---------- INFORMATION SUPPLIED
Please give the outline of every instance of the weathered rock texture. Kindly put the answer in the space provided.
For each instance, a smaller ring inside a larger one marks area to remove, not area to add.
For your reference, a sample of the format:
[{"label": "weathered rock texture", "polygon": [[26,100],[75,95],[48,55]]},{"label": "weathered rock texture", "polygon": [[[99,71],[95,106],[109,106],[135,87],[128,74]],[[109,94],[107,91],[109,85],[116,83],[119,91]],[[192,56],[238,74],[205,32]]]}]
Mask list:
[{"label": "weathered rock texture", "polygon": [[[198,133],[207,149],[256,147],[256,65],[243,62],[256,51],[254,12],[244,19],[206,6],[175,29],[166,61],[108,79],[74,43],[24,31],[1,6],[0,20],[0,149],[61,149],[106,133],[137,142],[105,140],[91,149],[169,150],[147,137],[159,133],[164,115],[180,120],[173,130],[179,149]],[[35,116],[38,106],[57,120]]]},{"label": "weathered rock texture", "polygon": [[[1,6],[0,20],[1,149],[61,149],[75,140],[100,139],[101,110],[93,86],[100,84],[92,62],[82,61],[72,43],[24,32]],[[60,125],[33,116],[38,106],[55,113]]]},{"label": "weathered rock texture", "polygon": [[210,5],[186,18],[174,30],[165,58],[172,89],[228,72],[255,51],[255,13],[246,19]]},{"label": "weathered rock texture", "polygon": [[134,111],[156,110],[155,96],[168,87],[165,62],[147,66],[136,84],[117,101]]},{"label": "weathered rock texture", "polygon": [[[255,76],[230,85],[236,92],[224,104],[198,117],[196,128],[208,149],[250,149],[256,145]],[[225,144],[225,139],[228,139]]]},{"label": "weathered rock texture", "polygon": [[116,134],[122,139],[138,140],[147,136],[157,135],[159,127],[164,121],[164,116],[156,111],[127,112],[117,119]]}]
--------------------
### THE EXERCISE
Copy every entry above word for word, keeping each line unchanged.

### SOLUTION TO THE EXERCISE
Please give the outline of every instance of the weathered rock texture. Kindly put the answer in the space provided.
For each instance, a smaller ring inside a larger one marks area to remove, not area to add.
For your reference, a sample of the format:
[{"label": "weathered rock texture", "polygon": [[26,100],[75,95],[48,55]]},{"label": "weathered rock texture", "polygon": [[[99,71],[95,106],[109,106],[135,87],[128,74]],[[109,94],[107,91],[109,85],[116,83],[119,91]],[[192,56],[238,74],[205,32]]]}]
Mask list:
[{"label": "weathered rock texture", "polygon": [[[198,133],[207,149],[256,147],[256,65],[243,62],[256,51],[254,12],[244,19],[206,6],[175,29],[166,61],[108,79],[74,43],[24,31],[1,6],[0,20],[0,149],[61,149],[106,133],[137,142],[105,140],[91,149],[169,150],[147,137],[159,133],[164,115],[180,120],[173,130],[179,149]],[[35,116],[38,106],[57,120]]]},{"label": "weathered rock texture", "polygon": [[[1,6],[0,20],[1,149],[61,149],[75,140],[100,139],[101,110],[93,86],[100,84],[92,62],[82,61],[72,43],[24,32]],[[60,125],[33,116],[38,106],[55,113]]]},{"label": "weathered rock texture", "polygon": [[210,5],[186,18],[174,30],[165,58],[172,89],[228,72],[255,51],[255,13],[246,19]]},{"label": "weathered rock texture", "polygon": [[134,111],[156,110],[155,96],[168,87],[165,62],[147,66],[136,84],[117,101]]},{"label": "weathered rock texture", "polygon": [[[255,76],[230,85],[236,92],[224,104],[198,117],[196,128],[208,149],[250,149],[256,145]],[[225,144],[225,139],[228,139]]]},{"label": "weathered rock texture", "polygon": [[116,134],[122,139],[138,140],[147,136],[157,135],[159,127],[164,121],[164,116],[156,111],[127,112],[117,119]]}]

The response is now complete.